§ **Consigna A**:
Responde estas preguntas con datos del fragmento sobre Borges:
(i) ¿Quién relata las costumbres de Borges en la conversación?
(ii) ¿Cómo identifica Borges a Palinuro?
(iii) ¿Qué lugares famosos se mencionan la noche en que se habla de muelles, puentes y acueductos antiguos?
§ **Consigna B**:
Indica si cada afirmación concuerda con el fragmento sobre Borges y cita las palabras que lo deciden:
(i) Borges reprende a quien cae en la emboscada.
(ii) Las preguntas de Borges contienen juicios erróneos a propósito.
(iii) El interlocutor suele darse cuenta de que lo ponen a prueba.
§ **Consigna C**: Reproduce sin cambios la parte del fragmento sobre Borges que comienza con las palabras que contienen "Su propia ignorancia, no" y termina con "piloto de Ulises.".

§ **Fragmento del texto**:
+ + + +
"Un hombre se propone la tarea de dibujar el mundo..."
Mastronardi relata en Borges,
(2007, Buenos Aires, Academia Argentina de Letras) que este:
“…para medir el nivel de su interlocutor y
situar la conversación en un ámbito adecuado a las circunstacias, suele
practicar pequeñas experiencias indagatorias. En esos momentos, procede como
quien lanza una sonda a la ignorada profundidad del mar. De manera discreta,
deja dos o tres preguntas que son otros tantos test. Pero esas preguntas suponen o arrastran consigo juicios
voluntariamente erróneos: propone una equivocación y se mantiene a la
expectativa para saber si quien dialoga con él es capaz de advertirla. Inicia
estas mínimas exploraciones con gran naturalidad, aparentemente llevado por los
vaivenes y azares de la desprevenida charla. Raras veces su interlocutor
percibe que lo someten a una prueba y en no pocas ocasiones queda perplejo o,
simplemente, cae en la emboscada de que no pudo salvarlo su precaria versación.
Su propia ignorancia, no Borges, lo coloca en este trance. Por lo demás, nunca
es objeto de reconvención ni de censura, ya que no se trata de confundirlo sino
de conocerlo. La conversación corre pues como si nada ocurriera. Se habla de
grandes navegantes, tanto históricos como legendarios, y alguien menciona a
Palinuro.
Ah, sí… -dice
Borges- el piloto de Ulises.
Y calla en espera de la
respuesta.
Pasa con algunos amigos por
una calle próxima al ruinoso Mercado de Abasto, y al ver una larga fila de
carros, -los camiones no abundan todavía- comenta festivamente.
¡Cuánto
Atila!
Y queda expectante para
apreciar la mayo o menor receptividad del otro. Nos hallamos ante un juego que
asume las más diversas formas. Cierta vez transmite esta noticia a un aficionado
a las letras clásicas:
Parece que en
un monasterio alemás descubrieron la preciosa y buscada Antología de sonetos latinos.
El destinatario de esta
información habría contestado:
¡Qué
interesante! ¡Ojalá se traduzca al castellano!
Cierta noche
se habla de muelles, puentes y acueductos antiguos. La conversación abunda en
lugares famosos: Megara, Samos, Mileto, Agrigento. Asimismo, se menciona al
remoto arquitecto Eupalinos, lo que permite a Borges afirmar que la inventiva
de este hombre se debe, quizás, a la construcción del laberinto de Creta.
+ + + +
Elementos almacenados del conjunto de datos:
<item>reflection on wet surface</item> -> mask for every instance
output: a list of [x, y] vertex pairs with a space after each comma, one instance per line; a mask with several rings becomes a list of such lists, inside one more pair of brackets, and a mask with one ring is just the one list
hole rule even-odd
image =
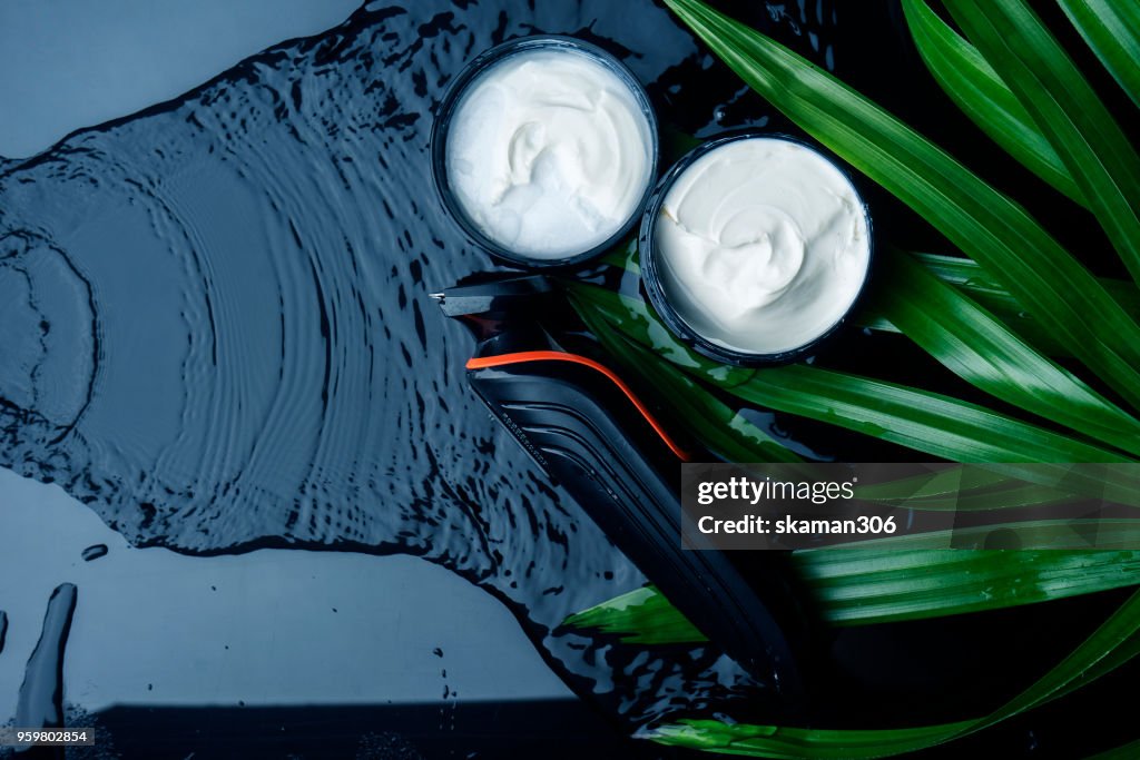
[[[830, 65], [830, 6], [774, 5], [752, 22], [791, 24]], [[576, 34], [648, 83], [663, 123], [768, 121], [735, 80], [687, 84], [714, 64], [663, 8], [554, 6], [370, 3], [0, 163], [0, 464], [138, 545], [427, 557], [635, 725], [757, 704], [763, 685], [716, 652], [551, 632], [640, 577], [488, 418], [470, 337], [426, 297], [496, 267], [443, 218], [427, 156], [433, 108], [484, 48]]]

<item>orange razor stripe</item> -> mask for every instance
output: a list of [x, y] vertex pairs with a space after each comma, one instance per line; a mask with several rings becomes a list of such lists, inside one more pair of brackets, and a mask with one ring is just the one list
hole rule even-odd
[[481, 357], [481, 358], [477, 357], [473, 359], [469, 359], [467, 369], [505, 367], [507, 365], [521, 365], [528, 361], [569, 361], [571, 363], [589, 367], [591, 369], [596, 369], [597, 371], [602, 373], [611, 381], [613, 381], [614, 385], [621, 389], [621, 392], [626, 394], [626, 398], [629, 399], [635, 407], [637, 407], [637, 411], [640, 411], [642, 417], [645, 418], [645, 422], [650, 424], [650, 427], [653, 428], [653, 432], [656, 432], [660, 436], [660, 439], [665, 441], [665, 444], [669, 447], [669, 449], [675, 455], [677, 455], [677, 458], [681, 459], [682, 461], [689, 461], [690, 459], [689, 453], [686, 453], [684, 449], [677, 446], [677, 443], [671, 438], [669, 438], [669, 434], [665, 432], [665, 428], [661, 427], [661, 424], [659, 422], [657, 422], [657, 418], [653, 416], [653, 414], [649, 410], [649, 408], [645, 407], [644, 403], [641, 402], [641, 399], [634, 395], [634, 392], [629, 389], [629, 386], [626, 385], [621, 381], [621, 378], [618, 377], [617, 374], [614, 374], [612, 369], [610, 369], [605, 365], [594, 361], [593, 359], [587, 359], [586, 357], [579, 357], [577, 353], [565, 353], [563, 351], [519, 351], [516, 353], [503, 353], [497, 357]]

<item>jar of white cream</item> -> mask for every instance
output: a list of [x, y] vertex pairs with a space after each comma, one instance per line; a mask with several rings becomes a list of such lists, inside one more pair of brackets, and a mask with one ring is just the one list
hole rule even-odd
[[657, 173], [657, 121], [633, 73], [573, 38], [512, 40], [456, 79], [432, 126], [432, 171], [467, 236], [528, 267], [612, 247]]
[[670, 330], [743, 366], [799, 359], [852, 311], [871, 220], [830, 160], [782, 136], [706, 142], [661, 180], [642, 220], [645, 289]]

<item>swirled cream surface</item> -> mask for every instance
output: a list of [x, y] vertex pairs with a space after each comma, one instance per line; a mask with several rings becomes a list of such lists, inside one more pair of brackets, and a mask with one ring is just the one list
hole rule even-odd
[[594, 56], [522, 50], [467, 87], [448, 129], [448, 181], [482, 232], [534, 259], [601, 245], [652, 181], [653, 136], [630, 87]]
[[822, 155], [738, 139], [666, 191], [656, 253], [669, 304], [717, 345], [771, 354], [823, 335], [854, 303], [870, 261], [866, 213]]

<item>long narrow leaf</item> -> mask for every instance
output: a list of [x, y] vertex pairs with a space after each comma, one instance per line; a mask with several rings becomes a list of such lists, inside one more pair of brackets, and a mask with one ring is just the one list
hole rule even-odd
[[1140, 325], [1024, 209], [783, 46], [699, 0], [666, 2], [752, 89], [920, 213], [1140, 406]]
[[976, 720], [882, 730], [826, 730], [681, 720], [645, 732], [662, 744], [757, 758], [882, 758], [967, 736], [1091, 683], [1140, 653], [1140, 594], [1134, 594], [1092, 636], [1045, 676], [1004, 705]]
[[[996, 529], [959, 531], [966, 545]], [[1140, 521], [1102, 521], [1090, 550], [1080, 526], [1056, 522], [1016, 525], [1049, 549], [946, 549], [934, 534], [869, 541], [857, 548], [795, 551], [792, 569], [814, 612], [836, 626], [870, 626], [1004, 610], [1140, 586]], [[938, 547], [938, 548], [931, 548]], [[567, 619], [625, 641], [675, 644], [705, 636], [652, 587], [636, 589]]]
[[[638, 350], [621, 341], [619, 334], [609, 328], [593, 310], [576, 303], [575, 293], [570, 291], [571, 304], [614, 358], [620, 361], [630, 351]], [[649, 354], [642, 359], [652, 361], [654, 357]], [[799, 460], [792, 451], [667, 362], [657, 362], [653, 383], [658, 395], [668, 399], [671, 418], [683, 424], [690, 435], [717, 456], [728, 461]]]
[[1140, 422], [909, 256], [893, 254], [887, 263], [880, 308], [951, 371], [1026, 411], [1140, 455]]
[[[982, 269], [976, 261], [930, 253], [914, 255], [938, 279], [950, 283], [969, 295], [978, 305], [1012, 327], [1031, 345], [1051, 357], [1072, 356], [1044, 325], [1026, 312], [1025, 307], [1018, 303], [1017, 299], [1010, 295], [1009, 291]], [[1101, 278], [1100, 284], [1132, 319], [1140, 321], [1140, 289], [1133, 283]], [[873, 302], [858, 314], [858, 322], [871, 329], [899, 332], [898, 327], [890, 324], [890, 320]]]
[[644, 301], [575, 286], [634, 341], [749, 403], [830, 423], [954, 461], [1129, 461], [1107, 449], [938, 393], [806, 365], [752, 371], [725, 384], [722, 365], [674, 338]]
[[1140, 156], [1105, 104], [1025, 0], [947, 8], [1049, 138], [1140, 283]]
[[1140, 106], [1140, 5], [1127, 0], [1058, 3], [1132, 103]]
[[903, 13], [923, 63], [962, 113], [1026, 169], [1084, 205], [1065, 162], [982, 54], [923, 0], [903, 0]]

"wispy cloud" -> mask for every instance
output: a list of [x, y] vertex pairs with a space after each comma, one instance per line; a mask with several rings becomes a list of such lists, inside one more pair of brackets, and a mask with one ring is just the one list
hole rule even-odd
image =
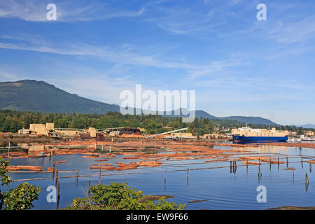
[[[46, 22], [50, 0], [6, 0], [0, 2], [0, 17], [19, 18], [31, 22]], [[89, 21], [111, 18], [132, 18], [143, 14], [144, 8], [130, 10], [108, 1], [55, 1], [57, 21]]]
[[[156, 55], [141, 55], [141, 50], [135, 49], [133, 52], [131, 48], [125, 50], [113, 49], [109, 46], [92, 46], [85, 43], [65, 43], [57, 46], [55, 44], [45, 43], [45, 41], [36, 37], [32, 38], [29, 36], [23, 38], [22, 36], [15, 38], [13, 36], [2, 36], [4, 38], [23, 41], [19, 43], [0, 42], [0, 48], [32, 50], [45, 53], [73, 56], [92, 56], [105, 61], [124, 64], [140, 65], [164, 69], [183, 69], [190, 74], [191, 78], [197, 76], [210, 74], [221, 71], [226, 67], [231, 67], [241, 64], [241, 62], [236, 59], [227, 59], [225, 61], [211, 61], [209, 64], [193, 64], [178, 61], [162, 59]], [[39, 44], [38, 44], [39, 43]], [[126, 44], [122, 45], [124, 49]]]

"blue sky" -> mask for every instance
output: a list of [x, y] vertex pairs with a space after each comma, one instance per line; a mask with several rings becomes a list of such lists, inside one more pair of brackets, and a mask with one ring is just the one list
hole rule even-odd
[[0, 81], [118, 104], [136, 84], [192, 90], [216, 116], [315, 123], [313, 0], [0, 0]]

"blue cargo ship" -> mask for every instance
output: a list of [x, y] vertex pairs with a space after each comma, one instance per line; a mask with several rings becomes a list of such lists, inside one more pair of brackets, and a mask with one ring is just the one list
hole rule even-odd
[[286, 141], [288, 136], [246, 136], [241, 135], [233, 135], [233, 139], [235, 142], [274, 142], [274, 141]]
[[276, 142], [287, 141], [288, 132], [245, 127], [232, 130], [232, 134], [235, 142]]

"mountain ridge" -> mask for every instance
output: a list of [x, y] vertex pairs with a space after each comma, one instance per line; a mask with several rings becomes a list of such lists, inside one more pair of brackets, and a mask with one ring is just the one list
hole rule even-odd
[[[42, 80], [21, 80], [0, 83], [0, 109], [43, 113], [105, 113], [108, 111], [119, 112], [120, 106], [69, 93]], [[174, 111], [172, 111], [172, 114], [171, 116], [176, 116]], [[202, 110], [196, 110], [195, 117], [211, 120], [234, 120], [254, 125], [279, 125], [261, 117], [218, 118]]]

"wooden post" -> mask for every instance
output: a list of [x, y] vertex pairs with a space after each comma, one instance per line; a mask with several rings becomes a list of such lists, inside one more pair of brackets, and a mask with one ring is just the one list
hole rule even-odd
[[286, 156], [286, 168], [288, 168], [288, 156]]
[[307, 176], [307, 174], [305, 174], [305, 181], [304, 181], [305, 183], [309, 184], [309, 177]]
[[57, 209], [59, 209], [59, 201], [60, 201], [60, 183], [58, 181], [58, 197], [57, 200]]
[[55, 162], [52, 165], [52, 180], [55, 179]]
[[230, 174], [232, 174], [232, 161], [230, 161]]
[[76, 183], [78, 184], [78, 169], [76, 168]]
[[89, 197], [90, 197], [90, 184], [91, 184], [91, 180], [89, 180], [89, 190], [88, 191]]
[[246, 172], [248, 172], [248, 160], [246, 160]]
[[57, 185], [58, 183], [58, 169], [56, 169], [56, 183], [55, 185]]
[[279, 166], [280, 165], [280, 161], [279, 161], [279, 156], [278, 156], [278, 170], [279, 170]]
[[166, 169], [165, 169], [165, 173], [164, 174], [164, 190], [166, 190]]

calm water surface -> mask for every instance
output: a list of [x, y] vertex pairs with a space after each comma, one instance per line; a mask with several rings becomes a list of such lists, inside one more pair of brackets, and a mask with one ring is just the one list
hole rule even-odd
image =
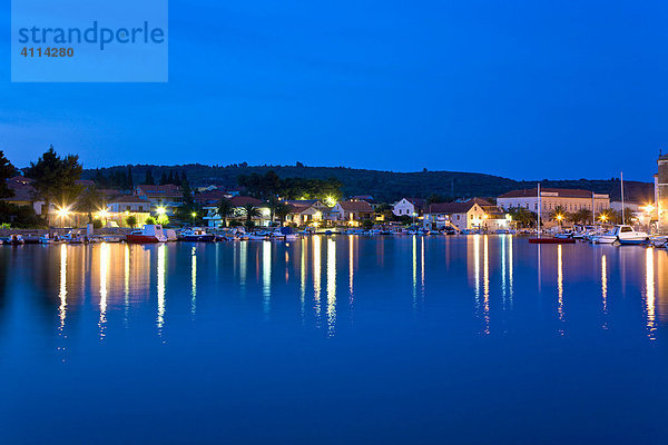
[[668, 253], [0, 248], [0, 442], [667, 443]]

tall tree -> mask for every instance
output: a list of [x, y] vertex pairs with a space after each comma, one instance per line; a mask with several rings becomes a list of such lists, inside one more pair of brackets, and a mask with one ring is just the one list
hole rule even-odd
[[135, 180], [132, 179], [132, 166], [128, 166], [128, 190], [135, 188]]
[[37, 162], [30, 162], [26, 176], [35, 179], [33, 187], [48, 208], [52, 201], [67, 206], [79, 195], [81, 188], [75, 181], [81, 177], [82, 170], [77, 155], [61, 158], [50, 146]]
[[223, 227], [227, 227], [227, 218], [234, 215], [234, 205], [229, 199], [220, 199], [218, 202], [218, 215], [223, 218]]
[[104, 207], [102, 195], [95, 189], [88, 187], [79, 195], [75, 208], [88, 215], [88, 222], [92, 222], [92, 212]]
[[291, 206], [289, 204], [278, 202], [278, 205], [274, 209], [274, 212], [278, 217], [281, 226], [283, 226], [283, 222], [285, 222], [285, 217], [287, 217], [292, 210], [293, 206]]
[[246, 214], [246, 226], [253, 226], [253, 218], [259, 216], [259, 209], [252, 204], [246, 204], [244, 206], [244, 212]]
[[0, 198], [10, 198], [13, 191], [7, 187], [7, 180], [16, 172], [14, 166], [4, 157], [4, 152], [0, 150]]

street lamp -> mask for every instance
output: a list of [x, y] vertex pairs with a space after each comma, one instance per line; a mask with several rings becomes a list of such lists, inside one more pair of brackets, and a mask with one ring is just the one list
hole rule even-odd
[[67, 209], [67, 207], [59, 207], [56, 210], [56, 214], [60, 218], [60, 227], [65, 227], [65, 218], [67, 218], [69, 216], [69, 214], [70, 214], [69, 210]]

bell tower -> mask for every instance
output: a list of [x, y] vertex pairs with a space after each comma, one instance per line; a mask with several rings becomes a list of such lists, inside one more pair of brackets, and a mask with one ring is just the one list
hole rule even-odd
[[668, 234], [668, 155], [659, 155], [658, 175], [656, 181], [657, 209], [659, 231]]

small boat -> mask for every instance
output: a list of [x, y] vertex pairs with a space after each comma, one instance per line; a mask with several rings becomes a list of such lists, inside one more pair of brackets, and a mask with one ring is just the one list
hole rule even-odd
[[668, 247], [668, 236], [654, 236], [649, 238], [649, 243], [654, 247]]
[[293, 233], [291, 227], [278, 227], [276, 230], [272, 231], [273, 239], [282, 239], [286, 241], [292, 241], [297, 239], [297, 235]]
[[62, 236], [62, 240], [67, 244], [87, 244], [88, 238], [81, 234], [73, 234], [71, 231]]
[[38, 238], [38, 243], [48, 245], [48, 244], [62, 243], [62, 239], [60, 239], [60, 237], [57, 234], [53, 234], [53, 235], [45, 234]]
[[529, 238], [529, 244], [576, 244], [573, 238]]
[[9, 246], [22, 246], [26, 244], [26, 240], [23, 239], [22, 235], [10, 235], [2, 240], [2, 244]]
[[649, 243], [649, 235], [645, 231], [636, 231], [631, 226], [616, 226], [612, 236], [617, 237], [620, 245], [641, 245]]
[[127, 236], [127, 241], [131, 244], [166, 243], [167, 237], [163, 233], [163, 226], [159, 224], [147, 224], [141, 230], [132, 230]]
[[[96, 238], [90, 238], [90, 241], [92, 243], [94, 239]], [[97, 239], [99, 239], [100, 243], [120, 243], [120, 237], [116, 235], [104, 235]]]
[[181, 234], [181, 239], [190, 243], [213, 243], [216, 240], [216, 236], [207, 234], [204, 229], [191, 228]]

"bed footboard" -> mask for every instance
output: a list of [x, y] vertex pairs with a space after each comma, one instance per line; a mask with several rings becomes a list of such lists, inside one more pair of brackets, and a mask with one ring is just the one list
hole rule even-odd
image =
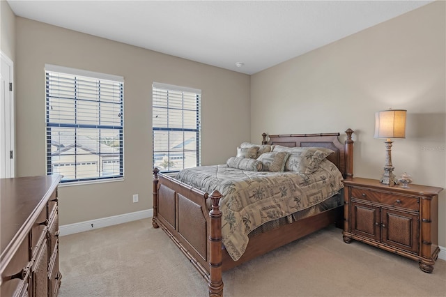
[[221, 198], [218, 191], [208, 195], [153, 169], [152, 225], [161, 227], [206, 280], [211, 296], [223, 294]]

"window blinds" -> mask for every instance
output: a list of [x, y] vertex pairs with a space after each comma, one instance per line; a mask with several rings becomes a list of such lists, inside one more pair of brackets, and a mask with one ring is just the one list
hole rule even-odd
[[47, 174], [123, 176], [123, 79], [45, 66]]
[[153, 85], [153, 165], [175, 172], [201, 165], [201, 91]]

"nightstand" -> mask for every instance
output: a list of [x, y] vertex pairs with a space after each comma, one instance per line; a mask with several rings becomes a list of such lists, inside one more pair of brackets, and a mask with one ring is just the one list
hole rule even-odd
[[433, 271], [438, 257], [438, 193], [420, 185], [388, 186], [378, 180], [344, 181], [344, 241], [352, 239], [417, 261]]

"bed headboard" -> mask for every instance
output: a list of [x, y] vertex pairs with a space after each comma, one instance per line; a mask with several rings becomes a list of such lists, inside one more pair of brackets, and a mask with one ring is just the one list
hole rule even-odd
[[[292, 134], [268, 135], [263, 133], [262, 144], [279, 144], [284, 146], [293, 147], [324, 147], [334, 151], [334, 153], [327, 157], [342, 173], [344, 178], [353, 176], [353, 141], [351, 135], [354, 131], [350, 128], [345, 132], [347, 139], [341, 144], [338, 137], [340, 133]], [[266, 137], [268, 137], [267, 140]]]

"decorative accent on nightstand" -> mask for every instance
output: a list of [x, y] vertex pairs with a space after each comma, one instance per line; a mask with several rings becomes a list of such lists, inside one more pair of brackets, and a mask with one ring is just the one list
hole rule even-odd
[[399, 178], [398, 178], [398, 181], [402, 183], [401, 188], [408, 189], [409, 183], [412, 183], [412, 176], [410, 176], [410, 174], [404, 172], [399, 176]]
[[395, 175], [392, 172], [391, 138], [406, 138], [406, 113], [403, 109], [389, 109], [378, 112], [375, 114], [375, 138], [385, 138], [385, 165], [384, 173], [380, 181], [384, 185], [398, 184]]
[[390, 188], [362, 178], [344, 183], [344, 241], [355, 239], [417, 261], [431, 273], [440, 252], [438, 193], [443, 189]]

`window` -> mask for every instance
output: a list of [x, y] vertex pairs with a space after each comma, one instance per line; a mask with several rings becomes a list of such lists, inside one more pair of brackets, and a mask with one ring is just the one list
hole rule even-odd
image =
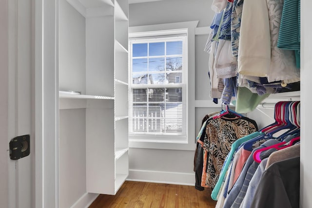
[[129, 139], [181, 142], [187, 137], [186, 34], [154, 34], [129, 41]]

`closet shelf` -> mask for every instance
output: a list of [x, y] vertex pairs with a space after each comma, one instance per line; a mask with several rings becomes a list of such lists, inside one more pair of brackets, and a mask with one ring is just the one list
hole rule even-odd
[[115, 50], [116, 52], [128, 53], [128, 50], [123, 47], [121, 43], [115, 39]]
[[85, 18], [113, 15], [112, 0], [67, 0]]
[[116, 84], [123, 84], [125, 85], [128, 85], [128, 83], [127, 82], [125, 82], [121, 80], [119, 80], [119, 79], [115, 79], [115, 82], [116, 82]]
[[115, 0], [115, 20], [117, 21], [128, 21], [128, 17], [121, 9], [117, 0]]
[[129, 116], [128, 115], [124, 116], [116, 116], [115, 117], [115, 121], [117, 121], [120, 120], [125, 119], [126, 118], [128, 118], [128, 117]]
[[97, 99], [102, 100], [114, 100], [114, 97], [100, 95], [87, 95], [70, 94], [66, 93], [59, 93], [60, 98], [71, 99]]
[[116, 148], [115, 151], [115, 160], [119, 159], [121, 156], [123, 155], [125, 153], [127, 152], [129, 148]]

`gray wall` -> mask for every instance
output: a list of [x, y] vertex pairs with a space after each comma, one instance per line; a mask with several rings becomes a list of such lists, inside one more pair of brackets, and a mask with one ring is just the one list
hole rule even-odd
[[212, 0], [164, 0], [129, 4], [129, 26], [199, 20], [210, 25]]
[[[210, 25], [214, 13], [211, 0], [164, 0], [129, 5], [129, 26], [141, 26], [199, 20], [197, 27]], [[208, 33], [208, 31], [207, 31]], [[208, 54], [204, 51], [208, 34], [195, 36], [195, 99], [211, 99]], [[218, 110], [195, 109], [195, 130], [201, 128], [207, 113]], [[191, 125], [194, 126], [194, 125]], [[195, 142], [195, 135], [194, 136]], [[131, 148], [129, 151], [129, 180], [194, 185], [195, 150], [192, 151]], [[142, 171], [143, 172], [142, 173]], [[146, 172], [144, 172], [146, 171]], [[144, 173], [144, 174], [143, 174]]]

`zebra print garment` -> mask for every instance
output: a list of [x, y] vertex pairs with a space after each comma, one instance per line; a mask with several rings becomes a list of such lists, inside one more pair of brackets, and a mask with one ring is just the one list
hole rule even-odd
[[203, 187], [214, 189], [232, 144], [258, 131], [254, 120], [246, 117], [233, 117], [233, 115], [227, 114], [208, 121], [203, 146], [205, 151], [201, 180]]

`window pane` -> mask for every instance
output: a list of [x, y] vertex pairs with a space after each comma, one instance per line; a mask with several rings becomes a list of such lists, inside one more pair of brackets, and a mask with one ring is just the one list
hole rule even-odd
+ + + +
§ **Respuesta completa A**:
(i) Mastronardi.
(ii) Como el piloto de Ulises.
(iii) Megara, Samos, Mileto y Agrigento.

§ **Respuesta completa B**:
(i) No: "nunca es objeto de reconvención ni de censura".
(ii) Sí: "esas preguntas suponen o arrastran consigo juicios voluntariamente erróneos".
(iii) No: "Raras veces su interlocutor percibe que lo someten a una prueba".

§ **Respuesta completa C**:
Su propia ignorancia, no Borges, lo coloca en este trance. Por lo demás, nunca
es objeto de reconvención ni de censura, ya que no se trata de confundirlo sino
de conocerlo. La conversación corre pues como si nada ocurriera. Se habla de
grandes navegantes, tanto históricos como legendarios, y alguien menciona a
Palinuro.
Ah, sí… -dice
Borges- el piloto de Ulises.